[Quoted passage — start]
Greetings IBD Patients!
My name is Bianca Hernandez and I am a 17 year old ulcerative colitis patient. I am also the founder of "GO" Free. It is a huge honor to be sharing my story on Crusade for Crohn's and Colitis. I hope my story serves as true look at how you can change a diagnosis into a new look at life, and a new opportunity to make something great out of a "not so great situation".
During June of 2015, I began experiencing symptoms such as bloody stools and the incapability to use the restroom, while on a weekend vacation. Since this was not in my "normal routine", I visited my pediatrician. She told us that she believed it was a bacteria, but to visit a gastroenterologist if the problem got worse. I was never in any pain and continued to show symptoms, therefore, I did not think it was a big deal. However, I scheduled an appointment to meet with gastroenterologist, Dr. Raghad Koutouby. She ordered many different stool samples and different blood speciments.
At the end of July, my symptoms became much worse and all the tests came back negative. Dr. Koutouby scheduled me for a colonoscopy and an endoscopy. On August 6th, 2015, I was diagnosed with ulcerative colitis. After not being able to complete my colonoscopy due to the large amount of inflammation in my colon, Dr. Koutouby had seen multiple ulcers and inflammation in my colon and rectum. Soon after, I was placed on a low dosage Steroid called Uceris, Apriso, Canasa, and multiple vitamins and fish oils.
[Quoted passage — finish]
[Data listing — start]
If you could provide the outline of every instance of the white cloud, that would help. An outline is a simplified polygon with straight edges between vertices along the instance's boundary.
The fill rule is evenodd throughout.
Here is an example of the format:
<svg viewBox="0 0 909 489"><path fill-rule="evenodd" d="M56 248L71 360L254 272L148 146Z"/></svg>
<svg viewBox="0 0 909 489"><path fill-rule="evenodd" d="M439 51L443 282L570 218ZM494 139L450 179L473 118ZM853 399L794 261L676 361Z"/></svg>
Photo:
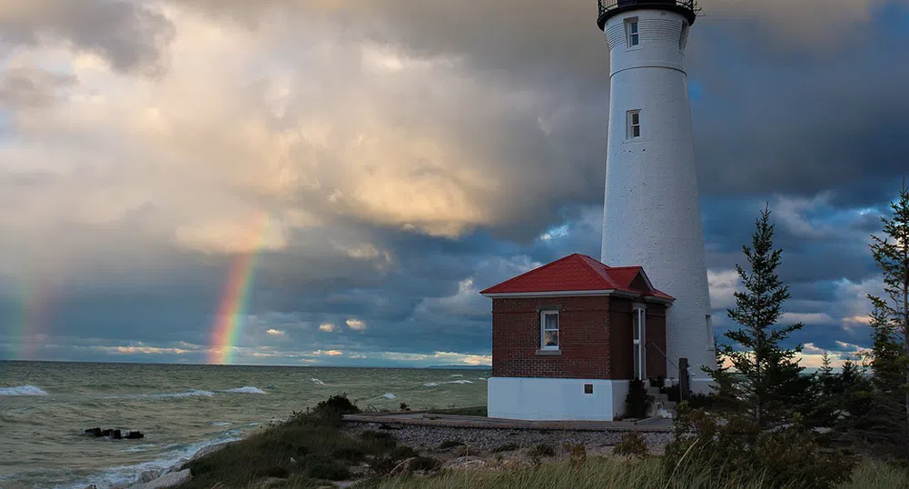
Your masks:
<svg viewBox="0 0 909 489"><path fill-rule="evenodd" d="M734 270L707 270L707 283L710 287L710 306L714 309L732 309L735 307L733 295L741 283Z"/></svg>
<svg viewBox="0 0 909 489"><path fill-rule="evenodd" d="M357 320L357 319L350 318L347 321L345 321L345 323L347 324L348 328L350 328L351 330L354 330L355 331L366 331L366 321L365 321L363 320Z"/></svg>
<svg viewBox="0 0 909 489"><path fill-rule="evenodd" d="M318 356L322 356L322 355L325 355L325 356L329 356L329 357L339 357L339 356L341 356L341 355L344 354L344 351L338 351L338 350L325 350L325 351L316 350L315 351L313 351L312 354L314 356L317 356L317 357Z"/></svg>
<svg viewBox="0 0 909 489"><path fill-rule="evenodd" d="M794 324L796 322L803 324L834 324L836 322L836 320L824 312L785 312L780 318L779 322L786 324Z"/></svg>

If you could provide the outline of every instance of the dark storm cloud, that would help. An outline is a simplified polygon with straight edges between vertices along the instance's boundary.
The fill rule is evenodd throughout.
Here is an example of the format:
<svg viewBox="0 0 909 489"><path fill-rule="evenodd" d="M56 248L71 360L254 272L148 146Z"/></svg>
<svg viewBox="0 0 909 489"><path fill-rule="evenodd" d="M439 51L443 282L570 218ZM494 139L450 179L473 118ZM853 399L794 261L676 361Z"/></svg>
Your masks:
<svg viewBox="0 0 909 489"><path fill-rule="evenodd" d="M15 14L0 21L4 43L63 39L125 72L160 67L168 40L178 34L157 10L140 3L28 4L34 8L14 4L25 5L0 0L0 13ZM316 19L337 29L332 31L334 42L370 41L418 56L452 56L463 63L457 75L484 90L452 92L450 97L470 95L454 108L428 103L421 93L389 92L389 107L395 108L386 125L428 127L429 137L445 134L465 148L464 159L481 161L490 180L504 183L468 197L494 219L457 236L426 236L355 215L352 207L329 212L330 178L318 190L295 194L291 199L319 211L326 222L289 232L285 247L258 257L242 344L275 355L263 362L295 362L315 351L344 351L344 358L376 351L488 354L491 304L477 290L569 253L599 258L609 60L594 25L594 2L171 4L191 5L206 18L243 25L263 37L270 35L270 15ZM704 4L709 12L711 5ZM904 57L909 29L894 22L906 18L907 11L892 6L870 22L836 24L837 36L823 43L776 38L762 23L731 20L729 9L718 5L714 12L698 20L689 44L708 266L727 271L744 263L741 246L750 241L754 219L769 201L776 244L784 250L781 276L792 285L787 311L829 313L833 320L854 314L841 308L840 280L874 276L865 246L867 234L879 229L874 209L885 210L894 182L909 168L909 66L896 62ZM336 64L345 62L339 58ZM16 107L47 104L55 88L78 82L37 71L11 70L3 76L0 102ZM252 85L251 92L269 88ZM359 116L360 107L342 107L345 99L339 97L332 110ZM305 104L289 110L295 108L315 110ZM258 112L242 114L269 110L263 105ZM276 127L293 123L277 116L269 120ZM196 138L195 133L187 137ZM220 163L222 156L209 159ZM313 157L291 151L286 158ZM343 168L350 157L326 151L315 158ZM50 178L29 175L0 176L0 202L3 194L30 191L30 185ZM457 181L431 165L408 178L427 175ZM821 199L827 190L833 192ZM173 242L160 219L156 209L145 208L114 231L65 223L70 239L61 248L79 257L85 272L50 298L45 331L58 338L47 354L205 360L202 349L235 257L148 245L145 239ZM59 244L50 237L47 248ZM347 241L375 248L339 252L343 247L336 242ZM0 302L0 322L21 321L23 303L13 296L7 293ZM714 317L724 331L729 322L719 311ZM350 328L348 320L363 321L365 329ZM320 330L323 324L335 331ZM270 336L269 329L282 334ZM818 320L794 341L846 351L836 341L866 344L867 333ZM133 350L110 350L125 345ZM167 351L149 357L142 353L146 347ZM332 360L305 358L316 357Z"/></svg>
<svg viewBox="0 0 909 489"><path fill-rule="evenodd" d="M0 46L51 38L100 56L122 71L155 71L173 35L167 19L141 2L0 1Z"/></svg>

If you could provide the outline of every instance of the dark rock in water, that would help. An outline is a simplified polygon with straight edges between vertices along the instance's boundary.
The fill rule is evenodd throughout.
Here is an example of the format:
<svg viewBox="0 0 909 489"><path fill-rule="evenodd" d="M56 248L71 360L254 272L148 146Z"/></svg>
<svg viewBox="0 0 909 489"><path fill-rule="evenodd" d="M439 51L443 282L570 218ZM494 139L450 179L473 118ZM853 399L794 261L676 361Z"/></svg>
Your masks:
<svg viewBox="0 0 909 489"><path fill-rule="evenodd" d="M142 434L142 432L124 432L123 430L113 429L102 430L101 428L88 428L85 430L85 433L91 434L95 438L107 436L112 440L139 440L145 437L145 435Z"/></svg>

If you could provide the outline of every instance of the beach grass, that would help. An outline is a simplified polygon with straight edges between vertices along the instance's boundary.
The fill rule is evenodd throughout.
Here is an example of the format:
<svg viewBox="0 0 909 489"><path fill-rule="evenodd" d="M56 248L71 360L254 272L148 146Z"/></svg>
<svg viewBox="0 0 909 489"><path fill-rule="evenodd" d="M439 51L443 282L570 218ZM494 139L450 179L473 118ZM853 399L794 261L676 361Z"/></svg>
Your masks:
<svg viewBox="0 0 909 489"><path fill-rule="evenodd" d="M355 486L356 489L769 489L760 481L741 481L733 474L711 476L709 471L697 467L680 468L669 476L658 458L625 460L618 457L595 457L580 466L568 462L549 462L535 467L507 470L445 471L430 477L398 476L372 480ZM909 473L901 469L867 462L860 465L853 481L837 489L906 489ZM795 489L794 486L793 489Z"/></svg>

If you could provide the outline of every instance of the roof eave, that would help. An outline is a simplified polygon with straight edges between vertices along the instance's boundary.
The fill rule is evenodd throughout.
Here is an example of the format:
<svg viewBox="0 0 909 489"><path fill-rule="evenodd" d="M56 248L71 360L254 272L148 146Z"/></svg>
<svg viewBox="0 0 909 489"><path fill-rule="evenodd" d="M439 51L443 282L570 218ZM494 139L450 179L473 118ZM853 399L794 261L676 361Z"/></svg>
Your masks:
<svg viewBox="0 0 909 489"><path fill-rule="evenodd" d="M637 294L631 294L614 289L602 290L549 290L537 292L480 292L484 297L490 299L530 299L537 297L590 297L616 295L623 297L636 297Z"/></svg>

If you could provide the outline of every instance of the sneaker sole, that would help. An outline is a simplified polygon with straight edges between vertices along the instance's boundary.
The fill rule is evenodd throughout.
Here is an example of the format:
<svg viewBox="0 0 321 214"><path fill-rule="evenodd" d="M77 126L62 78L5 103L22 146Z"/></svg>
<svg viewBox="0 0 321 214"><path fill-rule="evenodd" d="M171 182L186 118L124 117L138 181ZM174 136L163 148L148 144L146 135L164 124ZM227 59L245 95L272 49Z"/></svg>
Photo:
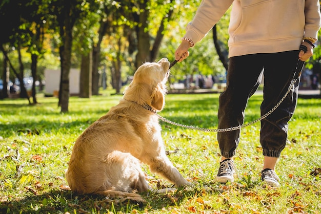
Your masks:
<svg viewBox="0 0 321 214"><path fill-rule="evenodd" d="M215 178L215 181L217 182L221 183L226 183L228 181L232 183L234 182L234 178L221 178L219 177L217 177Z"/></svg>
<svg viewBox="0 0 321 214"><path fill-rule="evenodd" d="M275 183L272 181L263 181L262 183L265 184L267 184L270 186L272 186L272 187L278 187L280 186L280 184L278 183Z"/></svg>

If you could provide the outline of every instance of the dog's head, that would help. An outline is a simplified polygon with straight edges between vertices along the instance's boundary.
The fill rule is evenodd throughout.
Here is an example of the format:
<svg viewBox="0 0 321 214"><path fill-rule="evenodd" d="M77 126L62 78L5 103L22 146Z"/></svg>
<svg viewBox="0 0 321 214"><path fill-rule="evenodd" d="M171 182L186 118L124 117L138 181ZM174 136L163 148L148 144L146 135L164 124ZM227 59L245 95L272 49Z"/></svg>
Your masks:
[Data listing — finish]
### Task requirements
Copy the passage of the ulcerative colitis story from "During June of" to "different blood speciments." word for word.

### Answer to this problem
During June of 2015, I began experiencing symptoms such as bloody stools and the incapability to use the restroom, while on a weekend vacation. Since this was not in my "normal routine", I visited my pediatrician. She told us that she believed it was a bacteria, but to visit a gastroenterologist if the problem got worse. I was never in any pain and continued to show symptoms, therefore, I did not think it was a big deal. However, I scheduled an appointment to meet with gastroenterologist, Dr. Raghad Koutouby. She ordered many different stool samples and different blood speciments.